ZUR AUFGABE: Gib aus dem Text zum Fachkräftemangel in der Schweiz alles von „Das Bildungssystem in“ bis einschließlich „in Pension geht.“ wortgetreu zurück.

ANGEZEIGTER TEXT:
----------------
Ist es denn nicht möglich, die Stellen mit Inländern zu besetzen? Auch in der Schweiz gibt es ja gut ausgebildete Fachkräfte!
Das Bildungssystem in der Schweiz ist weltweit führend. Das beweisen auch die zahlreichen Forschungskooperationen, die wir mit Schweizer Bildungsinstitutionen unterhalten. Rund zwei Drittel der offenen Positionen bei Novartis werden bei uns in der Schweiz auch mit Bewerbern aus der Schweiz besetzt. Gleichzeitig gibt es leider dennoch für nahezu jede zehnte Stelle keine einzige Bewerbung aus der Schweiz! Man muss es ganz klar sagen: Ohne die wertvollen Beiträge der zahlreichen Grenzgängerinnen und Grenzgänger und EU-Mitarbeitenden liesse sich unser hochkomplexer und umfangreicher Betrieb nicht in gleichem Umfang aufrechterhalten. Der Fachkräftemangel in der Schweiz ist eine Tatsache und wird sich aller Voraussicht nach noch verschärfen, wenn die Generation der sogenannten “Babyboomer” in Pension geht.
----------------
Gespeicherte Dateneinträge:

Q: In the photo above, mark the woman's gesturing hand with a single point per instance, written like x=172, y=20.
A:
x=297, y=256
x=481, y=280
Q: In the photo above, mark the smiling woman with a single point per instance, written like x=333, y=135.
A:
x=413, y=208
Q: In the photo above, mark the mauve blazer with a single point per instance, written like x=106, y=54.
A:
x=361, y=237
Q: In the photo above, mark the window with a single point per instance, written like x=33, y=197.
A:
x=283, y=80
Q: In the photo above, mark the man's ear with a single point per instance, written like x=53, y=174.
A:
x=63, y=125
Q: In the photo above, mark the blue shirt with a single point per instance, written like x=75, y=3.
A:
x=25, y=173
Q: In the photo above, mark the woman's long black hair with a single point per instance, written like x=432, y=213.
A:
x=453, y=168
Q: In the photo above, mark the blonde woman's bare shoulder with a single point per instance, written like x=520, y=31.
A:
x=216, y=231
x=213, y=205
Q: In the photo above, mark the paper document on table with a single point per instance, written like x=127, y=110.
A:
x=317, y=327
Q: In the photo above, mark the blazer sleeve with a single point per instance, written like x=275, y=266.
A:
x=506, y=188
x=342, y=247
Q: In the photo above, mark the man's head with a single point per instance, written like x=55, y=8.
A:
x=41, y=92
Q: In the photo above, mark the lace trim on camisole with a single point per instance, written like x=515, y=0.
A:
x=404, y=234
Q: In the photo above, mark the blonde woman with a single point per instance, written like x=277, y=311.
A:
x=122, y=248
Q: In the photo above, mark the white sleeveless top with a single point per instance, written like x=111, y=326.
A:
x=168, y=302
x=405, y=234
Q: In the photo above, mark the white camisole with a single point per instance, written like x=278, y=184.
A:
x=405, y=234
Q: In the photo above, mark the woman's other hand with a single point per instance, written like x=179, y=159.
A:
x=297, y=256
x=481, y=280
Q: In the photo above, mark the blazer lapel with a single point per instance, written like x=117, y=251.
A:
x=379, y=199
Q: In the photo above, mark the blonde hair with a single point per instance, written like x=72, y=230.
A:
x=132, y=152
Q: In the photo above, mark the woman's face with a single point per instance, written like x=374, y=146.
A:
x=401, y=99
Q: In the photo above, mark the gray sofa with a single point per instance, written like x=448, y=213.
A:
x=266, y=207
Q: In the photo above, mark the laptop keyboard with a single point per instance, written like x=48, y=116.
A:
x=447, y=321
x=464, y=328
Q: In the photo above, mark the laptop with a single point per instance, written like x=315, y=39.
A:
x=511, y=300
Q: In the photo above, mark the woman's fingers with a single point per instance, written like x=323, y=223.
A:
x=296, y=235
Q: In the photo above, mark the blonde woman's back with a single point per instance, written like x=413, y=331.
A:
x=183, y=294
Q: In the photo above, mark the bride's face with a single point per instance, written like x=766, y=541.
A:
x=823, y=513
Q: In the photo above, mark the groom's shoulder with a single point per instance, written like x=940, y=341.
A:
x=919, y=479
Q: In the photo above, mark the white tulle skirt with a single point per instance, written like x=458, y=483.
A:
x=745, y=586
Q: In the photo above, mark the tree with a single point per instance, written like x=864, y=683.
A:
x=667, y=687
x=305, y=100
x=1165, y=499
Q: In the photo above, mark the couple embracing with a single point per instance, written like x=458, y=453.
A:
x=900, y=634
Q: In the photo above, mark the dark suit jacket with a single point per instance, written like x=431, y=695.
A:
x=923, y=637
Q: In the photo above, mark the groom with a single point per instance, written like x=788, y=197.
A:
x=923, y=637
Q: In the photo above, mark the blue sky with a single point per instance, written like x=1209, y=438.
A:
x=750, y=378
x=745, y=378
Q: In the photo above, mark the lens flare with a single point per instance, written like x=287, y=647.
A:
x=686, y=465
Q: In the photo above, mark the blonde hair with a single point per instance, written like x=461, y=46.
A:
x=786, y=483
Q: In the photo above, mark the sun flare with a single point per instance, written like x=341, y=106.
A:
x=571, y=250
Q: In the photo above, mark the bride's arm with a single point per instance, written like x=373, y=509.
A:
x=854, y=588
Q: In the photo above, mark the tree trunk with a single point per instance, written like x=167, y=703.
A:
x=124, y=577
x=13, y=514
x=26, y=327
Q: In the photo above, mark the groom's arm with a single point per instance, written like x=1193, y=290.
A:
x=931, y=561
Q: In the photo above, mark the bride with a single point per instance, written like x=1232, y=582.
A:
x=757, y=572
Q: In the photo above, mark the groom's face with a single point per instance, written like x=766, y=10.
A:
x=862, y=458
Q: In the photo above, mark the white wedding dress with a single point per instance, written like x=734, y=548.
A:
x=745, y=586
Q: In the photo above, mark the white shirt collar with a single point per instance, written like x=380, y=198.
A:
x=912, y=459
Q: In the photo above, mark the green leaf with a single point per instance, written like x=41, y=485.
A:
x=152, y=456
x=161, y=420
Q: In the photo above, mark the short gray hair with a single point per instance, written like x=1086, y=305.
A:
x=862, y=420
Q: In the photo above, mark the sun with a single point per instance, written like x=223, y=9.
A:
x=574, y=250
----------------
LÖSUNG DER AUFGABE:
Das Bildungssystem in der Schweiz ist weltweit führend. Das beweisen auch die zahlreichen Forschungskooperationen, die wir mit Schweizer Bildungsinstitutionen unterhalten. Rund zwei Drittel der offenen Positionen bei Novartis werden bei uns in der Schweiz auch mit Bewerbern aus der Schweiz besetzt. Gleichzeitig gibt es leider dennoch für nahezu jede zehnte Stelle keine einzige Bewerbung aus der Schweiz! Man muss es ganz klar sagen: Ohne die wertvollen Beiträge der zahlreichen Grenzgängerinnen und Grenzgänger und EU-Mitarbeitenden liesse sich unser hochkomplexer und umfangreicher Betrieb nicht in gleichem Umfang aufrechterhalten. Der Fachkräftemangel in der Schweiz ist eine Tatsache und wird sich aller Voraussicht nach noch verschärfen, wenn die Generation der sogenannten “Babyboomer” in Pension geht.